- TEXT EXTRACT:

--------------------

For instance, in discussing the so-called wealth of the church, an evenhanded, dispassionate analysis would give the figures, where they are available and reliable, and explain where these resources come from and what they are used for. What we get here instead is the National Enquirer approach: screaming headlines and charges—implied if not stated—of a nefarious conspiracy.
One effect of the rapid-fire, accusatory form of this book is that anyone who wishes to respond fully in a review of it is faced with an essentially impossible task. A topic-by-topic discussion, looking at the evidence and evaluating it, would require a book as long as the book being reviewed; in fact, it would require more space, because weighing evidence, considering pros and cons, simply cannot be accomplished without a more ample treatment of each issue.
For a sample of the Abanes method, consider his description of Brigham Young, his arch demon (pp. 220-21). Both Young himself and Heber C. Kimball spoke of his being a “dictator” on a couple of occasions, meaning that he had dictated to the people what they should do. Voilî . For Abanes, Brigham was in fact a ruthless dictator in the twentieth-century sense of that word. Think Hitler. Think Stalin. Is there reason to doubt that this is the intended impression? Then take this evidence: Brigham Young once said that “the man whom God calls to dictate affairs in the building up of his Zion has the right to dictate about everything connected with the building up of Zion, yes even to the ribbons the women wear; and any person who denies it is ignorant.”9 Overstated just a bit? Probably. But the key point, of course, is whether that “right” was translated into action.
Doubtless Abanes would not like to hear anyone else invite or tell him what to do. It is hard to imagine his accepting a mission call or a call to settle. But did Brigham Young really presume to tell all the people all the time everything that they should do? Did the Saints have to get his permission before going to the bathroom? Did he tell each Saint what crops he should plant? If someone made some choices on his own, was that Saint sent to hell across lots? That is the impression given by Abanes. “Those who dared object to these stringent directives were immediately disciplined” (p. 221). They could not even own personal property, says Abanes, showing scant awareness of the nature or chronology of the law of consecration, its limited application, or its abandonment.
This scenario raises a slight problem: If the Saints were quaking in their boots, afraid to do or say anything unless it was approved, what was the source of the “murmuring” that makes up much of Latter-day Saint history? If the Saints were so locked into a totalitarian system that they were forced to obey every whim of their evil leaders, why is it that the sermons are filled with calls for the Saints to be more obedient, to observe the Sabbath day, to stop backbiting, to be true to their covenants? Apparently, some of them did pretty much what they wanted to.
“Controversial”—what does this word mean? Does it not mean something like “debatable”—that the evidence is not clear-cut or that opinions differ, that something can be said on both sides? In this sense, presumably, the Church of Jesus Christ is and always has been controversial. So has Joseph Smith, who heard from Moroni that his name “should be had for good and evil” (Joseph Smith—History 1:33). As one reads through this book, chapter after chapter, topic after topic, is labeled controversial. But do not count on Abanes to let you know what, if anything, can be said in defense of the church. Do not count on him to show any reservations about accepting wholesale the testimony of hostile witnesses. This is a book for those who want to go over everything negative that has ever been said about the church, its leaders, and its members. Would it be possible for a fundamentalist preacher to do a similar job on Jews or Roman Catholics or other groups? And how adequate or fair would we consider such an approach? Would a “Select Bibliography” and bloated endnotes somehow turn such an adventure into genuine history?

--------------------

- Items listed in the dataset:
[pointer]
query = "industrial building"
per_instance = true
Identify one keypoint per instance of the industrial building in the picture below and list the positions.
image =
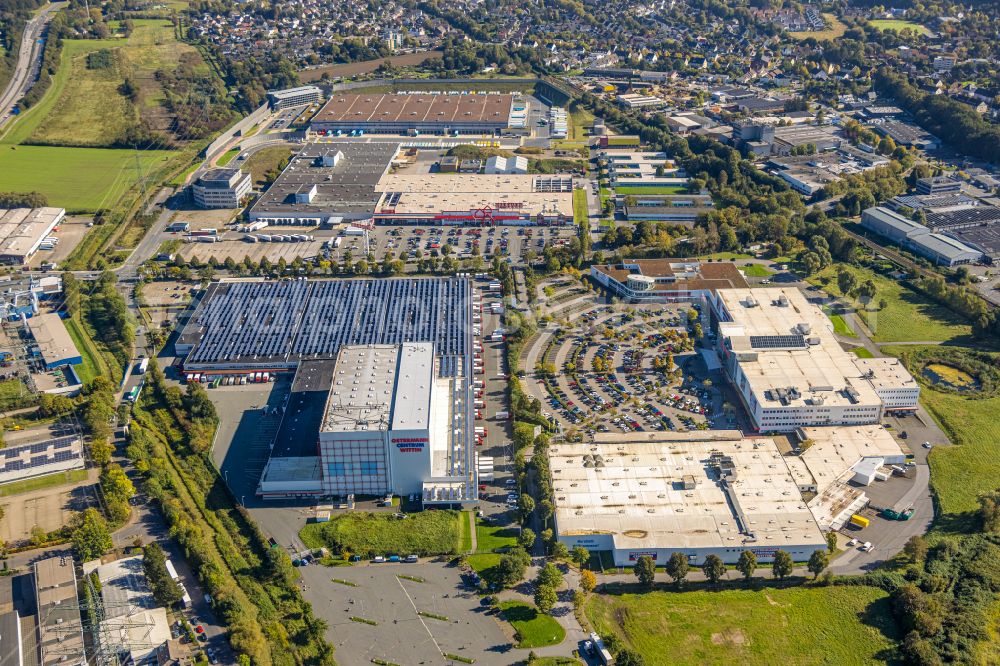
(423, 113)
(435, 199)
(381, 396)
(133, 626)
(938, 185)
(666, 280)
(788, 368)
(326, 180)
(942, 250)
(628, 168)
(697, 493)
(60, 630)
(221, 188)
(378, 420)
(674, 208)
(24, 230)
(289, 97)
(26, 461)
(55, 346)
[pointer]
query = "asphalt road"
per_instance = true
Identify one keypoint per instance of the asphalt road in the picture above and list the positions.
(29, 59)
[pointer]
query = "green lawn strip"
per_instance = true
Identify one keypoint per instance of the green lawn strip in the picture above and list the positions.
(533, 629)
(580, 213)
(727, 256)
(434, 616)
(960, 473)
(228, 157)
(491, 538)
(907, 317)
(30, 119)
(846, 625)
(41, 482)
(756, 270)
(897, 24)
(78, 179)
(371, 534)
(841, 327)
(465, 538)
(341, 581)
(658, 189)
(93, 363)
(14, 395)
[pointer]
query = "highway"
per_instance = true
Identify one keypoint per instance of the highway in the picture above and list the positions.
(29, 60)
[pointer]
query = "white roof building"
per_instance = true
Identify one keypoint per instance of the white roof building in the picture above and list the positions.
(697, 493)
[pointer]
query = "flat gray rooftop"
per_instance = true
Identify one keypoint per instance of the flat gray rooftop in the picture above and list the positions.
(348, 188)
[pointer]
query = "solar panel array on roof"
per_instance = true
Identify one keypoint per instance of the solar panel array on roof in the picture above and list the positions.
(777, 341)
(284, 322)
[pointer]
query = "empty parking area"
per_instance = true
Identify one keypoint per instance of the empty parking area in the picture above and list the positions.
(623, 369)
(376, 593)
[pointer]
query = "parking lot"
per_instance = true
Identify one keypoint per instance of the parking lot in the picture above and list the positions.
(611, 373)
(400, 634)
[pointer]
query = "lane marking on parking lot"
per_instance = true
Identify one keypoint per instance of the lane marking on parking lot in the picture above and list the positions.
(419, 617)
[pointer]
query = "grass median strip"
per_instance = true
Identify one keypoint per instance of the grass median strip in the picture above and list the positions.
(341, 581)
(41, 482)
(434, 616)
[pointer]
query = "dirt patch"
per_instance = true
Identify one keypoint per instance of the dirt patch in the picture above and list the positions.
(731, 636)
(366, 67)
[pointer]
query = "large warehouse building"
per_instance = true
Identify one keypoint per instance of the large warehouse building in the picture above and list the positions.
(425, 113)
(355, 181)
(666, 280)
(698, 493)
(381, 396)
(23, 230)
(790, 371)
(55, 345)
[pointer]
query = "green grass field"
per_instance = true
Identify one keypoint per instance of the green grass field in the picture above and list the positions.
(841, 327)
(78, 179)
(370, 534)
(492, 538)
(465, 532)
(42, 482)
(580, 214)
(481, 563)
(805, 625)
(31, 119)
(959, 474)
(896, 25)
(533, 629)
(835, 31)
(667, 189)
(907, 317)
(756, 270)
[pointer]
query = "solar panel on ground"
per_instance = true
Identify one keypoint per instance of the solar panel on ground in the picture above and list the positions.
(284, 322)
(777, 341)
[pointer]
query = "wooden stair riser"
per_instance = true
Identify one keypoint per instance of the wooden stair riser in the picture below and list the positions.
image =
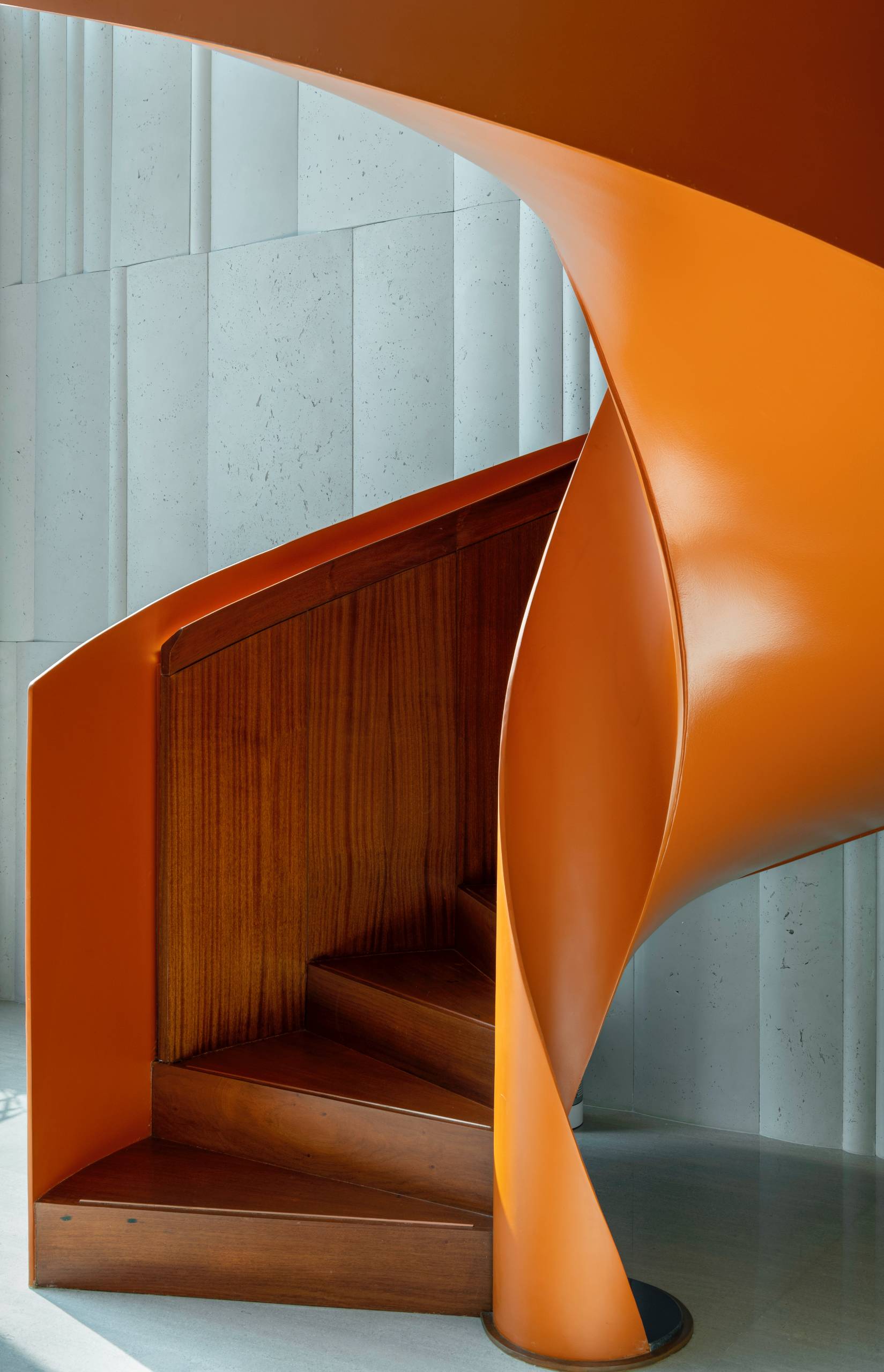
(379, 1267)
(442, 1047)
(435, 1160)
(476, 930)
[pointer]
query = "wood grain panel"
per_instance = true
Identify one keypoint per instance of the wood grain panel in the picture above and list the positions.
(382, 769)
(495, 581)
(170, 1220)
(378, 560)
(233, 844)
(234, 1257)
(414, 1154)
(448, 1049)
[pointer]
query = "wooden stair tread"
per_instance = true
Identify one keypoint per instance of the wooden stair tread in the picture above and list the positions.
(315, 1065)
(444, 980)
(155, 1175)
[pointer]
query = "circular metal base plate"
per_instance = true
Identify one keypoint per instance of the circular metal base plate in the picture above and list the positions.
(667, 1327)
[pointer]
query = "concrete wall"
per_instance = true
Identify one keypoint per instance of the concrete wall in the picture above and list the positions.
(761, 1008)
(234, 309)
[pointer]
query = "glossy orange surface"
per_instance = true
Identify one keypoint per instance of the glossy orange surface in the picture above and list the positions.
(91, 843)
(698, 687)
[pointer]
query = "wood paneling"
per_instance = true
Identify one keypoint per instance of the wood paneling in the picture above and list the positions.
(495, 581)
(366, 566)
(476, 928)
(233, 844)
(310, 1065)
(170, 1220)
(414, 1153)
(382, 766)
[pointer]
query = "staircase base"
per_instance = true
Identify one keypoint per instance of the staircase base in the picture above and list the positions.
(667, 1327)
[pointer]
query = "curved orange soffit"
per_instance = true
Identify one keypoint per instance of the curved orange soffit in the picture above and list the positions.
(698, 687)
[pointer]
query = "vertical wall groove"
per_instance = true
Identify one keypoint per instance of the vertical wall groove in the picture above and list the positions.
(201, 150)
(201, 136)
(31, 131)
(98, 62)
(880, 1002)
(53, 148)
(11, 128)
(118, 435)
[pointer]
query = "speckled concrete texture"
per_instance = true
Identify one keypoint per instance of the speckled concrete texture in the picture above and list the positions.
(608, 1080)
(776, 1250)
(175, 437)
(860, 994)
(254, 153)
(9, 655)
(474, 185)
(359, 168)
(151, 148)
(18, 402)
(486, 335)
(403, 360)
(168, 493)
(53, 146)
(280, 391)
(696, 1013)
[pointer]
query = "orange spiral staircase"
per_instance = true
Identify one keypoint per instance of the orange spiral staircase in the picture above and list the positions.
(696, 687)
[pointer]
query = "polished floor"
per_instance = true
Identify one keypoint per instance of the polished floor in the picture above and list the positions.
(777, 1250)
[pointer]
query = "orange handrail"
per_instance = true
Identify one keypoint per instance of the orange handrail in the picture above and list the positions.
(738, 578)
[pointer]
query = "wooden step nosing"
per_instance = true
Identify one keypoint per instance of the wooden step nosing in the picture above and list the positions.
(341, 1098)
(405, 995)
(301, 1218)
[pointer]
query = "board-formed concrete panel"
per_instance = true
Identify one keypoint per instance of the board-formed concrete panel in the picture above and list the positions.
(860, 994)
(280, 391)
(802, 990)
(9, 656)
(167, 371)
(254, 153)
(486, 337)
(151, 148)
(11, 77)
(359, 168)
(474, 185)
(98, 61)
(696, 1013)
(72, 463)
(18, 405)
(53, 147)
(401, 359)
(577, 351)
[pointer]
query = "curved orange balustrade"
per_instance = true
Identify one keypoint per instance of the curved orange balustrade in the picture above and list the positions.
(91, 847)
(698, 687)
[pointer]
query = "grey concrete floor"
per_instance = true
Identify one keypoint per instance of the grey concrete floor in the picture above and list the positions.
(777, 1250)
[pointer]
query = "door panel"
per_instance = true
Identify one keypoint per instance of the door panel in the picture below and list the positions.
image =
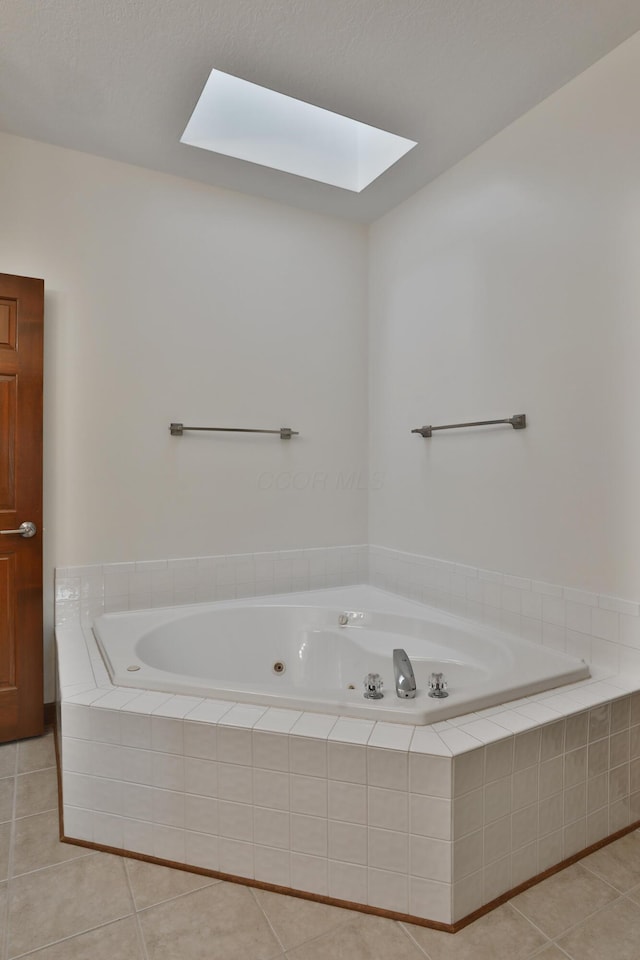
(21, 330)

--------------------

- SET OF TASKS:
a) Write out the passage of the book review from "For instance, in" to "a nefarious conspiracy.", word for word.
b) Extend the book review, picking up right after its final sentence.

- EXERCISE ANSWERS:
a)
For instance, in discussing the so-called wealth of the church, an evenhanded, dispassionate analysis would give the figures, where they are available and reliable, and explain where these resources come from and what they are used for. What we get here instead is the National Enquirer approach: screaming headlines and charges—implied if not stated—of a nefarious conspiracy.

b)
A key to the mind-set of Abanes is his list of “Recommended Resources”—which turn out to be Web sites since he seems to assume that this is where one should look for sound information. One after another, the anti-Mormon references are listed and described as “valuable,” “important,” or “excellent,” while “websites by devout Mormons tend to be overtly biased and permeated with LDS propaganda” (p. 469). Apparently in an effort to appear fair, he lists eight references to “Mormons/Fundamentalists/RLDS” and gives each a brief evaluation. The Deseret News, he says, is “biased, and unabashedly pro-LDS” (p. 472). The Foundation for Ancient Research and Mormon Studies (FARMS) is dismissed as “highly biased, very unreliable,” and, get this, “often misleading due to its use of historical, archeological, and linguistic arguments unverifiable by persons not possessing higher education” (p. 473). Abanes says nothing about BYU Studies, the Journal of Mormon History, or Utah Historical Quarterly. He shows no disposition to summarize or even acknowledge scholarly work that fails to show the Saints as evil, corrupt, and the like. There is no engagement here, no conversation, no honest debate, no careful assessment, no “controversy.” But, of course, UMI Ministries (what Abanes calls Utah Missions, Inc., using a name popular before a hostile takeover orchestrated by the Reverend Dennis Wright removed the Reverend John L. Smith from control of his “Ministry”) is described as “a solidly evangelical Christian organization” (p. 472), with no mention that the literature it has distributed over the years has tended to be sensationalistic and inaccurate.
Like others who have provided introductory books on Mormonism, Abanes sees the need for a “Glossary of Mormon Terms” (pp. 437-44). Most of the definitions, though short and inevitably inadequate, carry no barb. But the “great and abominable church” is defined as “all religious assemblies, congregations, churches, or associations of people that are not Mormon” (p. 440). Give us a break. The Gideon Bible Society or Mother Teresa’s service missions have not been described by this term and are, along with countless other such organizations, not so considered among Latter-day Saints. Abanes is not subtle or reflective.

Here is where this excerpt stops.